Dataset entries

----

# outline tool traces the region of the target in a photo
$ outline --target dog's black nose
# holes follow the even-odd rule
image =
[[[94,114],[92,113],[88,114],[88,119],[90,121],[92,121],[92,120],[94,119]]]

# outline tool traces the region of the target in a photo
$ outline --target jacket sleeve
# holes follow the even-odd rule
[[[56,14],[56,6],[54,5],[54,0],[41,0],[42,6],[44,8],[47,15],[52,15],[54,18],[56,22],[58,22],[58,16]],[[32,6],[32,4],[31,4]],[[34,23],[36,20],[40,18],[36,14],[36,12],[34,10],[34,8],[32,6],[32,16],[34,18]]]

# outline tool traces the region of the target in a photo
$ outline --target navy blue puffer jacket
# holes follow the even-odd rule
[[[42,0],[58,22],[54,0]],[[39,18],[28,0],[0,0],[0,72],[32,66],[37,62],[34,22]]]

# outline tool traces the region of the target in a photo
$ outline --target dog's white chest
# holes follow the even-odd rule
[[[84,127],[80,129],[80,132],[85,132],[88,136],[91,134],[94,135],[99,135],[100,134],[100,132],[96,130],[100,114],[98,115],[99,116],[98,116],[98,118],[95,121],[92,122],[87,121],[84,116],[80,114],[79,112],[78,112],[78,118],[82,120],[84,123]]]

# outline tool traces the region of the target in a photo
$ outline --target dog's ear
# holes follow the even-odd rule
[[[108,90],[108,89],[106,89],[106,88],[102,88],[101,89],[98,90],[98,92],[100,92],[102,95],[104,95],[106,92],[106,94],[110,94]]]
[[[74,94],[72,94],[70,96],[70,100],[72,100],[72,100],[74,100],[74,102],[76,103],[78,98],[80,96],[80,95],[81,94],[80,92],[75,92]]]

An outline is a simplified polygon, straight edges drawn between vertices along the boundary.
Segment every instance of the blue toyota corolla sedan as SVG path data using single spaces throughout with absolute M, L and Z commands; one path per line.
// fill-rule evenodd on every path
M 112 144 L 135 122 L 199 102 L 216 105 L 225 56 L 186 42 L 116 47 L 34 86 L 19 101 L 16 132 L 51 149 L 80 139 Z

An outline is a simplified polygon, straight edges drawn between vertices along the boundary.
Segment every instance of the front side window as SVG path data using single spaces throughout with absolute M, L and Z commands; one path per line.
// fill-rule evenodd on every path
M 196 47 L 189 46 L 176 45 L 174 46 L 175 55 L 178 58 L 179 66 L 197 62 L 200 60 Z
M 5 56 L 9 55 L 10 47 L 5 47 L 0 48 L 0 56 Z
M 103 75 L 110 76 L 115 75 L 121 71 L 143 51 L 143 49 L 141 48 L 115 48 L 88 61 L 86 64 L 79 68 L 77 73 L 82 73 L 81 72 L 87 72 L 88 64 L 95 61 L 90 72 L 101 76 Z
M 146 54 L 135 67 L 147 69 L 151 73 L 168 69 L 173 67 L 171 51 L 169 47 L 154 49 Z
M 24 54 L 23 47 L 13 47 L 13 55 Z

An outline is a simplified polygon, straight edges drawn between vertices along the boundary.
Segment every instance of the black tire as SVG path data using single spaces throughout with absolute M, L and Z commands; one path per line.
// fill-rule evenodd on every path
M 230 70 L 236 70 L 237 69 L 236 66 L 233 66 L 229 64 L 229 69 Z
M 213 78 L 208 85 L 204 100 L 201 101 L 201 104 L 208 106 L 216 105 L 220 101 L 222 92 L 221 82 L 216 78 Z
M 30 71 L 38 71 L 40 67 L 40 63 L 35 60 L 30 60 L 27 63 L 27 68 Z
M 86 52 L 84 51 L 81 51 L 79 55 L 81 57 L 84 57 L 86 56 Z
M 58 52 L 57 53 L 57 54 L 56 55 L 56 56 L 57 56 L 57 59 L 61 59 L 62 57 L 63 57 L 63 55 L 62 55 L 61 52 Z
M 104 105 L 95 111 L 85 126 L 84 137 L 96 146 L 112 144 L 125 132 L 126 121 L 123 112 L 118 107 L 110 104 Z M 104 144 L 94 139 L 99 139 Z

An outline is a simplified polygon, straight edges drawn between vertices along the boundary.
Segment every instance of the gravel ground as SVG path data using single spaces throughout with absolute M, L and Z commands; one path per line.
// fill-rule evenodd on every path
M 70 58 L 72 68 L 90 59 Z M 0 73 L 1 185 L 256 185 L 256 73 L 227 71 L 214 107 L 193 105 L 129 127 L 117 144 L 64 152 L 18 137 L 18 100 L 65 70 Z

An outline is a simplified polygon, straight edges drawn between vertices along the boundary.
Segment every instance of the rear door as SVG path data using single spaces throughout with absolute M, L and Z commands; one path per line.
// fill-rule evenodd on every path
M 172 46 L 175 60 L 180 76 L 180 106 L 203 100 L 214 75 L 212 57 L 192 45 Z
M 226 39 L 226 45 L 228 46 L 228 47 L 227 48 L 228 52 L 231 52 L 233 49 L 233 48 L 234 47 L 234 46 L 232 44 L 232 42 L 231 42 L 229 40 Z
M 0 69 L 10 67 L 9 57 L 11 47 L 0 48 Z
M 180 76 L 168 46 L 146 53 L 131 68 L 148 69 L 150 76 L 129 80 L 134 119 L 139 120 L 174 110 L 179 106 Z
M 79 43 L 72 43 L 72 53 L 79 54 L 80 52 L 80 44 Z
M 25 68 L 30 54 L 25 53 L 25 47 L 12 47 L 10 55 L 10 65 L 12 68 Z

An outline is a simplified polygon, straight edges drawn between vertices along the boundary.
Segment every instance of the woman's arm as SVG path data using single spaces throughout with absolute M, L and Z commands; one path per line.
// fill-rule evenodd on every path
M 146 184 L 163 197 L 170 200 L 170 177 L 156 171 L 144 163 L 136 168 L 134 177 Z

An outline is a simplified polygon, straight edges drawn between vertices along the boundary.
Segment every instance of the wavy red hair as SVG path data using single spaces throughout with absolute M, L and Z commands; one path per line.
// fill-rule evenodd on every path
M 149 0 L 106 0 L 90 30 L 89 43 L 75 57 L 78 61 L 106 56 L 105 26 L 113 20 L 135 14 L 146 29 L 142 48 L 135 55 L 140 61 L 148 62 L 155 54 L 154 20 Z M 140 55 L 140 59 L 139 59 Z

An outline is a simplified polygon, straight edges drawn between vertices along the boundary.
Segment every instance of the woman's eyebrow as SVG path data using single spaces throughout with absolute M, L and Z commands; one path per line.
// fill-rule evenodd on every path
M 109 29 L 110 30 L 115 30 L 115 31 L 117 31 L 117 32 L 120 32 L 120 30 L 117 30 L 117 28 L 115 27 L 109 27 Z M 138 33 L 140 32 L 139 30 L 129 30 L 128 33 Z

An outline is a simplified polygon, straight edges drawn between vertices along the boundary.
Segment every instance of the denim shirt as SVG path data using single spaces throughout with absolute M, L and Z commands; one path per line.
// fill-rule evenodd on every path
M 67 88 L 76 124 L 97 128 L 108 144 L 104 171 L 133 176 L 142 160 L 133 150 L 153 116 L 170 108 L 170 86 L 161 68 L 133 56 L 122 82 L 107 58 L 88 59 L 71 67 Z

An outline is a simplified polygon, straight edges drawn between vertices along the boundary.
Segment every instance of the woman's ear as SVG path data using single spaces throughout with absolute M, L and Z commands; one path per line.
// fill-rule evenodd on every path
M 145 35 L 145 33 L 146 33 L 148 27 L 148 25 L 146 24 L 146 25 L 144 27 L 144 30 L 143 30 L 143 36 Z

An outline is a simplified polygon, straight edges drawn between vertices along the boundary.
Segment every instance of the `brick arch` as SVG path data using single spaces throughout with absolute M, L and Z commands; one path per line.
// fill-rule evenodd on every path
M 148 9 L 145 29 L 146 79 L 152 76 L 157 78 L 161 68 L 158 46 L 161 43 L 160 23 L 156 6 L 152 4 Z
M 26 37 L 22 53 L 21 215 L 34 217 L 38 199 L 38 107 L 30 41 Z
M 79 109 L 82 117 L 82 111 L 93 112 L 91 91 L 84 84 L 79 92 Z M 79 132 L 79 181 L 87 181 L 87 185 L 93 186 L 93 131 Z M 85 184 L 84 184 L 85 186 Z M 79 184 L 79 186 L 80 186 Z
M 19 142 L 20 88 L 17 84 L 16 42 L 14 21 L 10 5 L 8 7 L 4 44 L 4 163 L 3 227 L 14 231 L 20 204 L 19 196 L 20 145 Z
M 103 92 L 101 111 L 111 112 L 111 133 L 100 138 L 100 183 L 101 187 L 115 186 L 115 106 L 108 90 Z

----

Extract every line from the rows above that contains the word "black", and list those lines one per line.

RESULT:
$ outline --target dog's black nose
Segment every instance of the black tire as SVG path data using single spaces throughout with absolute M, L and Z commands; one path per line.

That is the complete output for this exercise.